- _WRITTEN EXERCISE_
Transcribe every record that appears below, exactly and in full.

Data items:
--------------------------------------------------

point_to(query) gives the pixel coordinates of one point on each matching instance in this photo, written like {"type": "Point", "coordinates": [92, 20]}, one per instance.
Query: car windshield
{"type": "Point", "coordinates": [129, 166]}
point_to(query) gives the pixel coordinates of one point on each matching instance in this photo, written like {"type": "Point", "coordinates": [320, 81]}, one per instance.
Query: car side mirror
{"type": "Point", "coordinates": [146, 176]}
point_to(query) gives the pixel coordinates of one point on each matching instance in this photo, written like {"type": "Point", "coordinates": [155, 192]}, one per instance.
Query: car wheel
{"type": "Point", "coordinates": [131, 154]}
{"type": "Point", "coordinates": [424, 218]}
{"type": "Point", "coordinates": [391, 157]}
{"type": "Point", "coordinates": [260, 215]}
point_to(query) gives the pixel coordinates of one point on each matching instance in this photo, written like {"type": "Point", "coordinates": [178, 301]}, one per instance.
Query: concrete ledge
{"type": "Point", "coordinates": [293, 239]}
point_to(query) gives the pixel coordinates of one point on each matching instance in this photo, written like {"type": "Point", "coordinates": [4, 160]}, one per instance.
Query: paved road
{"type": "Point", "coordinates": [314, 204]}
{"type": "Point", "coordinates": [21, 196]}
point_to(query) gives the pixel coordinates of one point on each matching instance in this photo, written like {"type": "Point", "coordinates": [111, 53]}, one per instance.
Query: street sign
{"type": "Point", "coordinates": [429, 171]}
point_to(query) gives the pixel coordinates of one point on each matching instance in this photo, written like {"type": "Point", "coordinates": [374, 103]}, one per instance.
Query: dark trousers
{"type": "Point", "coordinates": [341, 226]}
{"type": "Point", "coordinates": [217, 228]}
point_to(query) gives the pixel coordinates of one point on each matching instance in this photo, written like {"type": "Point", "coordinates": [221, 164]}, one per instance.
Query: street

--------------------------------------------------

- _REPLY TO THE TASK_
point_to(query) gives the pixel coordinates of one point on each matching instance in this photo, written like {"type": "Point", "coordinates": [92, 20]}, one per instance.
Query: car windshield
{"type": "Point", "coordinates": [129, 166]}
point_to(query) gives the pixel coordinates of one point on each matching instance in this photo, written like {"type": "Point", "coordinates": [320, 81]}, one per instance.
Query: car side mirror
{"type": "Point", "coordinates": [146, 176]}
point_to(query) gives the pixel coordinates of one point on each matching instance in this photo, written like {"type": "Point", "coordinates": [155, 192]}, one per instance.
Query: car wheel
{"type": "Point", "coordinates": [131, 154]}
{"type": "Point", "coordinates": [424, 218]}
{"type": "Point", "coordinates": [391, 157]}
{"type": "Point", "coordinates": [260, 215]}
point_to(query) gives the pixel coordinates of one point on each matching instance in this photo, written like {"type": "Point", "coordinates": [178, 301]}, one per instance.
Query: concrete ledge
{"type": "Point", "coordinates": [293, 239]}
point_to(query) gives the pixel coordinates of one point on each matching instance in this photo, written like {"type": "Point", "coordinates": [4, 160]}, one per instance.
Query: paved road
{"type": "Point", "coordinates": [314, 204]}
{"type": "Point", "coordinates": [21, 196]}
point_to(query) gives the pixel coordinates of one point on each matching instance in this photo, written like {"type": "Point", "coordinates": [111, 53]}, one per instance.
Query: street sign
{"type": "Point", "coordinates": [429, 171]}
point_to(query) gives the pixel coordinates of one point on each matching instance in this photo, written like {"type": "Point", "coordinates": [374, 103]}, one per instance.
Query: dark trousers
{"type": "Point", "coordinates": [341, 226]}
{"type": "Point", "coordinates": [217, 228]}
point_to(query) gives the pixel coordinates of one point on each matching instance in this photo, written like {"type": "Point", "coordinates": [221, 164]}, one per instance.
Query: street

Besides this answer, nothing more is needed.